[EXERCISE OBJECTIVE]: Transcribe exactly everything in the data below from the line containing "Target: fish body" down to the line containing "Target: fish mouth", both lines included and nothing further.

Top of DATA FOR THIS TASK

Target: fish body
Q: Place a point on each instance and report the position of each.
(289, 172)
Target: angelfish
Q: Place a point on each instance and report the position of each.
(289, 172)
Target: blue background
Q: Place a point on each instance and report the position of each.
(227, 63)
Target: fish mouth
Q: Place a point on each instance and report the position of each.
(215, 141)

Bottom of DATA FOR THIS TASK
Top of DATA FOR THIS TASK

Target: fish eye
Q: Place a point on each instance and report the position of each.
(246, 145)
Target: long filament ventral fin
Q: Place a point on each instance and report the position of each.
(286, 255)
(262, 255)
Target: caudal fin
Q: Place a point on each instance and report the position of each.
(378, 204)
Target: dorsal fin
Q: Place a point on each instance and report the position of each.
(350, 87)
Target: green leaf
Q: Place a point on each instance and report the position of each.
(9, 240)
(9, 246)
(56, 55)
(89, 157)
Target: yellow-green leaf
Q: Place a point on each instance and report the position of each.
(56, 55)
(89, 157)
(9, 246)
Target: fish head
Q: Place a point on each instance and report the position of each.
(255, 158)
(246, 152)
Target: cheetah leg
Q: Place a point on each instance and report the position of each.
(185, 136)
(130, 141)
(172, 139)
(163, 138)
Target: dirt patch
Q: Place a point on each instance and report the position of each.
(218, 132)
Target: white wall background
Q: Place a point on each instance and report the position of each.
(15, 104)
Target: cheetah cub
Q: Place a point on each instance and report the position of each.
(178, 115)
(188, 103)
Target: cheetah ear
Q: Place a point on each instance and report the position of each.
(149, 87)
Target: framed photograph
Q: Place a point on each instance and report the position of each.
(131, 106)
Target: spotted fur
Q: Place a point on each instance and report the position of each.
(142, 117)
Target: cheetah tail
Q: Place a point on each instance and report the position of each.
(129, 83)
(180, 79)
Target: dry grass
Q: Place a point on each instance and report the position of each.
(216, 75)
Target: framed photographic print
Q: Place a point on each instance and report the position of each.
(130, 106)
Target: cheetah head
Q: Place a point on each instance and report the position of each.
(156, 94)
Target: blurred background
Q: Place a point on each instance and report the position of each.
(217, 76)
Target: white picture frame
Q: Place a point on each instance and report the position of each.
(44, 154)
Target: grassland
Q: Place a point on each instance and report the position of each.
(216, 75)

Bottom of DATA FOR THIS TASK

[EXPECTED ANSWER]:
Target: fish body
Q: Place a point on each instance and report the position of each.
(289, 172)
Target: angelfish
Q: Place a point on each instance and report the position of each.
(289, 172)
Target: blue background
Q: Place a point on each instance and report the position of each.
(227, 63)
Target: fish mouth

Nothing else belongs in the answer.